*** DATA TO USE ***

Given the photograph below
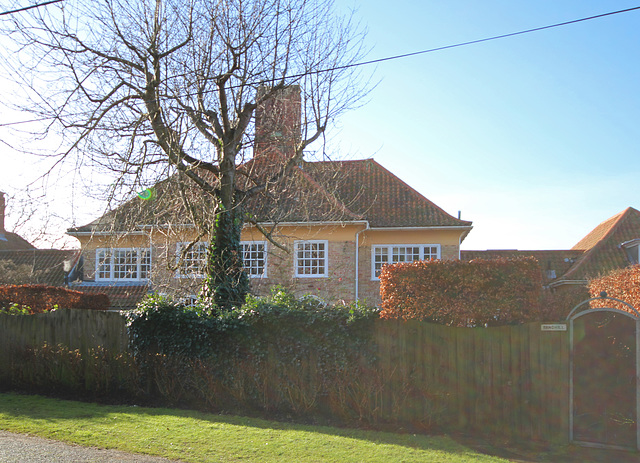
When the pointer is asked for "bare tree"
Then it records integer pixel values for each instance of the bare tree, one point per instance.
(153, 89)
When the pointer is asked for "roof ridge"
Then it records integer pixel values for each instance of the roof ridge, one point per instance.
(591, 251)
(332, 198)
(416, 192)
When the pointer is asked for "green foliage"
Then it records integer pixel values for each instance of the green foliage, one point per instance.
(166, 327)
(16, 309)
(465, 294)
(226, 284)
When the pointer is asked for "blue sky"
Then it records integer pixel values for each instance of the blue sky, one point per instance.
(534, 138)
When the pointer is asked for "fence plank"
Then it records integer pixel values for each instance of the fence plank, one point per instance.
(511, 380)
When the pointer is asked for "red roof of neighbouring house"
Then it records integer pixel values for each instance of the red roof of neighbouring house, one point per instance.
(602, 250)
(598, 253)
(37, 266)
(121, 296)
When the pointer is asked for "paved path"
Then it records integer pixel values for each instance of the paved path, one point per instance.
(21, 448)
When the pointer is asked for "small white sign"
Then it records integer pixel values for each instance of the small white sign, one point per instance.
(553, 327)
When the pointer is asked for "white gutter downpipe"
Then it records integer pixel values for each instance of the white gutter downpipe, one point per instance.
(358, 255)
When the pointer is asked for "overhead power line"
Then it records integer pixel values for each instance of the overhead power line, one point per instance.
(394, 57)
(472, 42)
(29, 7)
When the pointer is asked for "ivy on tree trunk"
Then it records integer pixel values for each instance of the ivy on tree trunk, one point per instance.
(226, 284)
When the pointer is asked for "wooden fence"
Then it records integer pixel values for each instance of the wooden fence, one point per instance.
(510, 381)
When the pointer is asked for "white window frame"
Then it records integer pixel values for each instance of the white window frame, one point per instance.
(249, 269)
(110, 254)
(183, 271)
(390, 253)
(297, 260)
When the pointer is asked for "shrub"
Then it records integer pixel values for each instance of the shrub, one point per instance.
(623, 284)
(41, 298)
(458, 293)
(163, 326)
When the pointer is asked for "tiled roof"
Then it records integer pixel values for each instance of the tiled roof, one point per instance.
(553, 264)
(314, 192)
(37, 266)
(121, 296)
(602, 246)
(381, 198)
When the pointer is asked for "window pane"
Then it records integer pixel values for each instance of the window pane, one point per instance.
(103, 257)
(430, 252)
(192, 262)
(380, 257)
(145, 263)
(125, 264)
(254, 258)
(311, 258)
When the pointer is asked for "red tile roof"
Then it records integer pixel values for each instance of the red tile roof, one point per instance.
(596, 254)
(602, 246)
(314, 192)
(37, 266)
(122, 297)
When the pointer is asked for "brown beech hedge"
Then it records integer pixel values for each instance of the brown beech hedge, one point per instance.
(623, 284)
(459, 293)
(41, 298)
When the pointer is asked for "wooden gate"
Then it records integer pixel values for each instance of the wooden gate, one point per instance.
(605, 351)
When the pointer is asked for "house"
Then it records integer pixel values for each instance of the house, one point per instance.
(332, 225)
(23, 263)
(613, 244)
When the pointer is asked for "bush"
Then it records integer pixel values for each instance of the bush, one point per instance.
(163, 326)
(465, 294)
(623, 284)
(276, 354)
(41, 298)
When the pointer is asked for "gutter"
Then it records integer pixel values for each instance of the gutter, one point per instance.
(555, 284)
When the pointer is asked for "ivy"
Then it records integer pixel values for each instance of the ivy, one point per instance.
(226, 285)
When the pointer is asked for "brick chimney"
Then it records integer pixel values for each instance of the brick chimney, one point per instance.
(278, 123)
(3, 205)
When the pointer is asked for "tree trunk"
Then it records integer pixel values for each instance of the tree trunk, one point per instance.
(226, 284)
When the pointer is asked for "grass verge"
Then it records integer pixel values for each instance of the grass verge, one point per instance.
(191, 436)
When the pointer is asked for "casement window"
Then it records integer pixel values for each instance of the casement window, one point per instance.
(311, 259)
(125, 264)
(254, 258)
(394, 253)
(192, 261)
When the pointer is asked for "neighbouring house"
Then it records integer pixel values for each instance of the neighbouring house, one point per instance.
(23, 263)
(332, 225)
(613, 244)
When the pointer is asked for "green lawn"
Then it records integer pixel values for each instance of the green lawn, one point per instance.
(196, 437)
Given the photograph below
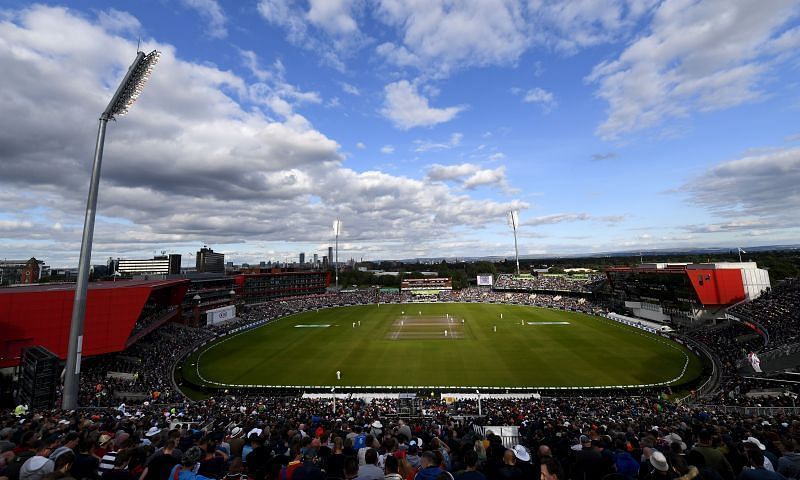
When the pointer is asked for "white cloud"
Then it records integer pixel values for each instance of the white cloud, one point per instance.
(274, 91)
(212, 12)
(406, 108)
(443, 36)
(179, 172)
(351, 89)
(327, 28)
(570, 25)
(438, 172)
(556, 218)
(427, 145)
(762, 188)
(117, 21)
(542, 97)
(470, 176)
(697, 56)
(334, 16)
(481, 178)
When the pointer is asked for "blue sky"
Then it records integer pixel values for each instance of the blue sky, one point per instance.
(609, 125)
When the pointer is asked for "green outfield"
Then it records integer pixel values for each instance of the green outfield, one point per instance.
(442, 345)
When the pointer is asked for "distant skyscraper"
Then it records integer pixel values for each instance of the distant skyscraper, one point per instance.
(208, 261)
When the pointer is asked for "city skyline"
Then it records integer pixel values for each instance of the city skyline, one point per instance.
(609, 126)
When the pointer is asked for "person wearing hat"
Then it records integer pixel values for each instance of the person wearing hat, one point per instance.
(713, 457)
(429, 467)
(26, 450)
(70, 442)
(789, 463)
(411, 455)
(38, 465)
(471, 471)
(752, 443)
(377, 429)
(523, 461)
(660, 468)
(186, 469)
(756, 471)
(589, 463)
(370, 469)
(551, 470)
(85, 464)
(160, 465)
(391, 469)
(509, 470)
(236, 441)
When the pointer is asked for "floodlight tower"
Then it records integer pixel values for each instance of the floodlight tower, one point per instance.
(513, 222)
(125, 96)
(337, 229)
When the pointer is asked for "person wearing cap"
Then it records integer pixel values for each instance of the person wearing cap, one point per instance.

***

### WRITTEN INSTRUCTION
Copy the listing in full and without alteration, omitting every picture.

### IN RESPONSE
Given the photograph below
When the pointer is asked for "bare tree"
Then it records integer pixel values for each instance of the bare tree, one point per instance.
(153, 89)
When the pointer is asked for "roof ridge"
Then it records integer pixel values for each instance of the roof ridge, one point per instance.
(591, 251)
(332, 198)
(416, 192)
When the pointer is asked for "green foliage"
Then it records integer pixel values for each instance of the green foliage, one point per instance.
(166, 327)
(16, 309)
(465, 294)
(226, 284)
When the pointer is asked for "blue sky"
Then it records integer pixel values for each instance of the blue sky, one point per instance.
(534, 138)
When the pointer is asked for "fence plank"
Then it records integer pixel values for each instance of the fence plank, one point per instance.
(511, 380)
When the pointer is asked for "red roof of neighbouring house"
Then it records integer pixel values for each instance of the red roof of neighbouring house, one point per instance.
(602, 250)
(598, 253)
(37, 266)
(121, 296)
When the pointer is asked for "paved path"
Then it records integer pixel values for each instance of the paved path, one point per instance.
(21, 448)
When the pointer is asked for "small white sign"
Then it records integer pixel values for each instance of the small white sign, one point per instance.
(553, 327)
When the pointer is asked for "white gutter downpipe"
Then it records integer pixel values for each instance of the white gutter downpipe, one point per instance.
(358, 255)
When the pointer is asked for "overhead power line"
Then it records integer pixel values for each instance of the overhead power line, one point per instance.
(394, 57)
(472, 42)
(29, 7)
When the pointer is asked for "ivy on tree trunk"
Then it records integer pixel values for each instance of the ivy on tree trunk, one point per instance.
(226, 284)
When the pointer is asked for "wooden fence"
Then it records integer pixel values for each instance of the wooden fence, one point per instance.
(510, 381)
When the pointer is asked for "white window frame"
Then it records integer pixel values for each instance of the white window frame, one point per instance.
(249, 269)
(110, 254)
(183, 271)
(390, 253)
(297, 260)
When the pointer is asked for "shrub"
Then it records integer pixel values for each instance of the shrub, one point per instance.
(623, 284)
(41, 298)
(458, 293)
(163, 326)
When the pointer is asked for "tiled roof"
Then it records integer pixel values for each instance of the tiled roof, one point per instance.
(553, 264)
(314, 192)
(37, 266)
(121, 296)
(602, 246)
(381, 198)
When the pointer is asked for "window pane"
Then it records integer pixel values for each instance of the window pane, one point per instance.
(103, 257)
(430, 252)
(192, 262)
(380, 257)
(145, 263)
(125, 264)
(254, 258)
(311, 258)
When the pointer is asked for "red tile roof"
Then it records integer pixel values for each instance of the red tile roof, one point per instance.
(596, 254)
(602, 246)
(314, 192)
(37, 266)
(122, 297)
When the pointer is asked for "brown beech hedge"
Then it records integer pixel values for each instance of the brown beech hedge, one point per instance.
(623, 284)
(459, 293)
(41, 298)
When the pointer is asked for "wooden gate"
Then it records integer pixel values for each instance of the wooden gate, one point per instance.
(605, 351)
When the pointer is asked for "house"
Then it records integer pixel values for each instance of the house, one point per instance.
(332, 225)
(23, 263)
(613, 244)
When the pointer is asked for "bush"
Then it records integer pixel values for each instance of the bush, one point per instance.
(163, 326)
(465, 294)
(623, 284)
(276, 354)
(41, 298)
When the pointer is asked for "gutter"
Then it records integer pixel values for each instance of the gutter, one point per instance.
(555, 284)
When the pointer is asked for "ivy"
Then it records integer pixel values for each instance of the ivy, one point per instance.
(226, 285)
When the pointer is asked for "brick chimney"
Then it records integer pixel values for each instance of the brick chimney, one point per instance.
(278, 123)
(3, 205)
When the pointer is asked for "tree trunk"
Then it records integer pixel values for each instance of the tree trunk, one point per instance.
(226, 284)
When the pointer is asked for "grass verge"
Then it records integer pixel values for each instance of the grass verge, one point per instance.
(191, 436)
When the pointer is asked for "casement window"
Then it records integer pixel values for each instance of the casement window, one point per instance.
(311, 259)
(125, 264)
(254, 258)
(394, 253)
(192, 261)
When the pointer is asked for "neighbouring house"
Then it records integer pixel values for each instance of the neighbouring house, one point per instance.
(23, 263)
(332, 225)
(613, 244)
When the pointer is asked for "green lawn"
Then it records integer pixel values for each instance of the green lawn, one point per instance.
(196, 437)
Given the photograph below
When the pointer is asked for "white cloud"
Then it records integer pixel values for each instance of the white cloud, one point per instance.
(274, 91)
(212, 12)
(406, 108)
(443, 36)
(179, 172)
(351, 89)
(327, 28)
(570, 25)
(438, 172)
(556, 218)
(427, 145)
(762, 188)
(117, 21)
(542, 97)
(470, 176)
(697, 56)
(334, 16)
(481, 178)
When the pointer is asked for "blue sky"
Then it records integer pixel values for each instance of the blue sky, one point per instance.
(609, 125)
When the pointer is asked for "green outfield"
Then it records integer pixel values for each instance of the green outfield, one point per instance.
(442, 345)
When the pointer is asked for "distant skyscraper"
Then it records integer pixel values for each instance of the distant skyscraper, one point per instance.
(208, 261)
When the pointer is asked for "city skyline"
Then it records integer pixel values for each instance of the city skyline, one point per instance.
(609, 126)
When the pointer is asked for "person wearing hat"
Then it records integer pixel values for each instance of the person wearing hat, one point per instance.
(713, 457)
(429, 467)
(26, 450)
(70, 442)
(789, 463)
(411, 455)
(38, 465)
(471, 471)
(752, 443)
(377, 429)
(523, 461)
(660, 468)
(186, 469)
(756, 471)
(589, 463)
(370, 469)
(551, 470)
(85, 464)
(160, 465)
(391, 469)
(509, 470)
(236, 441)
When the pointer is asked for "floodlight tower"
Then it records integer pixel values for each instance of the floodlight tower, one point per instance.
(513, 222)
(125, 96)
(337, 229)
When the pointer is asked for "person wearing cap"
Then it records integer pixel values for each instance of the person wearing cap, one point per instance.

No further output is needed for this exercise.